- [Verilen metin]:
......

Bir ‘gece limanı. ‘ Yolculuk ve gemiler. Koro yeniden beliriyor. Çok yönlü, çok yüzlü bir öğe örneği: Sesler okyanusun karanlık sularında beliriyor ve birdenbire yok oluyor. Bir an için yükseliyor, kimi zaman ‘başlarında kasklarıyla askerler kimi zaman ‘geç kalmış bir bağış gibi yaralı eller.‘ Birdenbire yaylılar göğü kaplar. Nedir gizledikleri? ‘Denizlere bağlı esirler mi‘ yoksa? Yavaş yavaş bir ses-soru yükseliyor: ‘Güneşin kanayan yarasını deşecek miyiz?’
7. Senfoni Üçüncü Bölüm:
Okyanus’un Marşı (Şiir: Yannis Ritsos)

Politikacılar sağduyunun uyarısını sevmez

Türk-Yunan barışının korunmasında büyük çabalarınız oldu. Ayrıca Zülfü Livaneli ile birlikte pek çok konser verdiniz. Livaneli de son yerel seçimlerde belediye başkanlığı adaylığı ile politik hayatı denedi. Fakat sonuçlar Türkiye açısından beklenmedik şekilde gelişti ve Refah Partisi önemli noktalardaki belediye başkanlıklarını kazandı. RP’nin bu ilerlemesini nasıl yorumluyorsunuz?

......

(Saklanan kayıtlar)

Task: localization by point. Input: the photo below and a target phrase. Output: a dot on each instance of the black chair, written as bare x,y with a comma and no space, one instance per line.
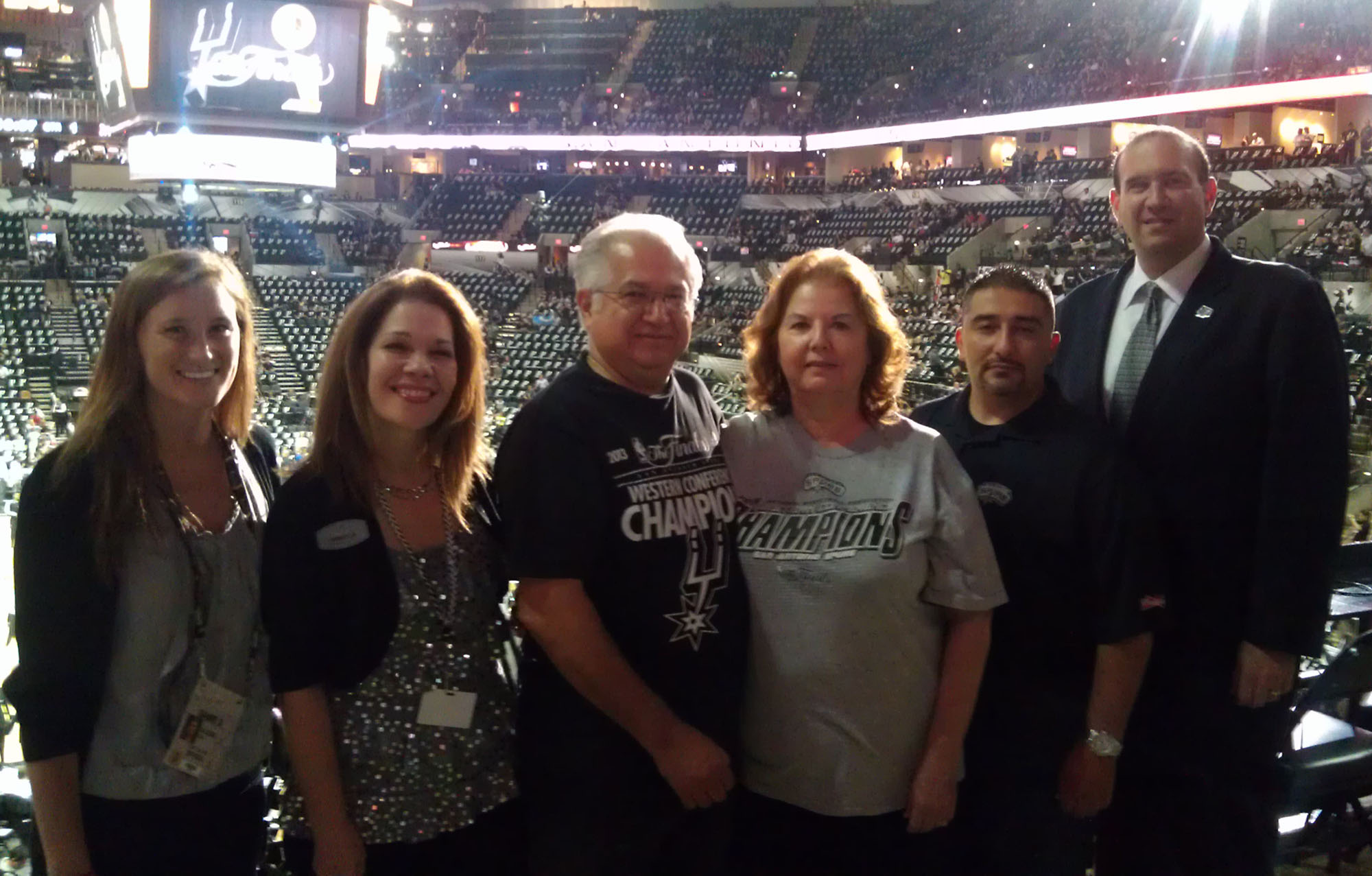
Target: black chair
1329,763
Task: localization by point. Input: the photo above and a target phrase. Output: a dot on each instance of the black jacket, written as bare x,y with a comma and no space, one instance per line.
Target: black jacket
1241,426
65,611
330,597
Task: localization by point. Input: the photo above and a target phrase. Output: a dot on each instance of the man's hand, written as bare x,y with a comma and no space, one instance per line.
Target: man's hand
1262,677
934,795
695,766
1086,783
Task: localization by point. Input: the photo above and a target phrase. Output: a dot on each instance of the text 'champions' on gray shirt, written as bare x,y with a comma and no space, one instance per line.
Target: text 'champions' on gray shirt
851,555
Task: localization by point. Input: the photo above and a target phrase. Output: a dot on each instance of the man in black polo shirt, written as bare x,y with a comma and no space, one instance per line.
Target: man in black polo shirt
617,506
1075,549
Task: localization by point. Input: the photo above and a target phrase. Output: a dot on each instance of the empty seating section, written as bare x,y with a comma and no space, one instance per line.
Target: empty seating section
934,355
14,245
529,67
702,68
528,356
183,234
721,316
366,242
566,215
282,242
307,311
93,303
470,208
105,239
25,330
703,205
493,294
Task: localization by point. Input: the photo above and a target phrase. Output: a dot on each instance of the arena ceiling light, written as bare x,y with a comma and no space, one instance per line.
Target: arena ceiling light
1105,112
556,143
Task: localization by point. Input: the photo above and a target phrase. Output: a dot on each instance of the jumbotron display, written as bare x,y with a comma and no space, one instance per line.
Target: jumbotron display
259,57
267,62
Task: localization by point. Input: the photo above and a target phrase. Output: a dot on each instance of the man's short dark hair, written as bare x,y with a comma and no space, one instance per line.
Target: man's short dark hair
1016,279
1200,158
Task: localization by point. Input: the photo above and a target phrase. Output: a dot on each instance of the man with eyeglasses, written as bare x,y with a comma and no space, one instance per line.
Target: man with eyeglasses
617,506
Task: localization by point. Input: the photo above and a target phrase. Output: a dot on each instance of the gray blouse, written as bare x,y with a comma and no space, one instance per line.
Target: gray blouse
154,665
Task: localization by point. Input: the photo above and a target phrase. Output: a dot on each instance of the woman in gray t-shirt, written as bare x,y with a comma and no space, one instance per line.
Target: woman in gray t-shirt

......

- [Yapılacaklar]:
**1.** Verilen metinde "Türk-Yunan barışının korunmasında" ile "ilerlemesini nasıl yorumluyorsunuz?" arasındaki bölümü, iki uç da dahil olmak üzere, hiç değiştirmeden tekrar edin.
**2.** Verilen metinde soru işaretiyle biten bütün cümleleri metindeki sırasıyla alt alta yazın.
Yalnızca verilen metne dayanın.

- [Görev yanıtları]:
**1.**
Türk-Yunan barışının korunmasında büyük çabalarınız oldu. Ayrıca Zülfü Livaneli ile birlikte pek çok konser verdiniz. Livaneli de son yerel seçimlerde belediye başkanlığı adaylığı ile politik hayatı denedi. Fakat sonuçlar Türkiye açısından beklenmedik şekilde gelişti ve Refah Partisi önemli noktalardaki belediye başkanlıklarını kazandı. RP’nin bu ilerlemesini nasıl yorumluyorsunuz?

**2.**
Nedir gizledikleri?
‘Denizlere bağlı esirler mi‘ yoksa?
‘Güneşin kanayan yarasını deşecek miyiz?’
RP’nin bu ilerlemesini nasıl yorumluyorsunuz?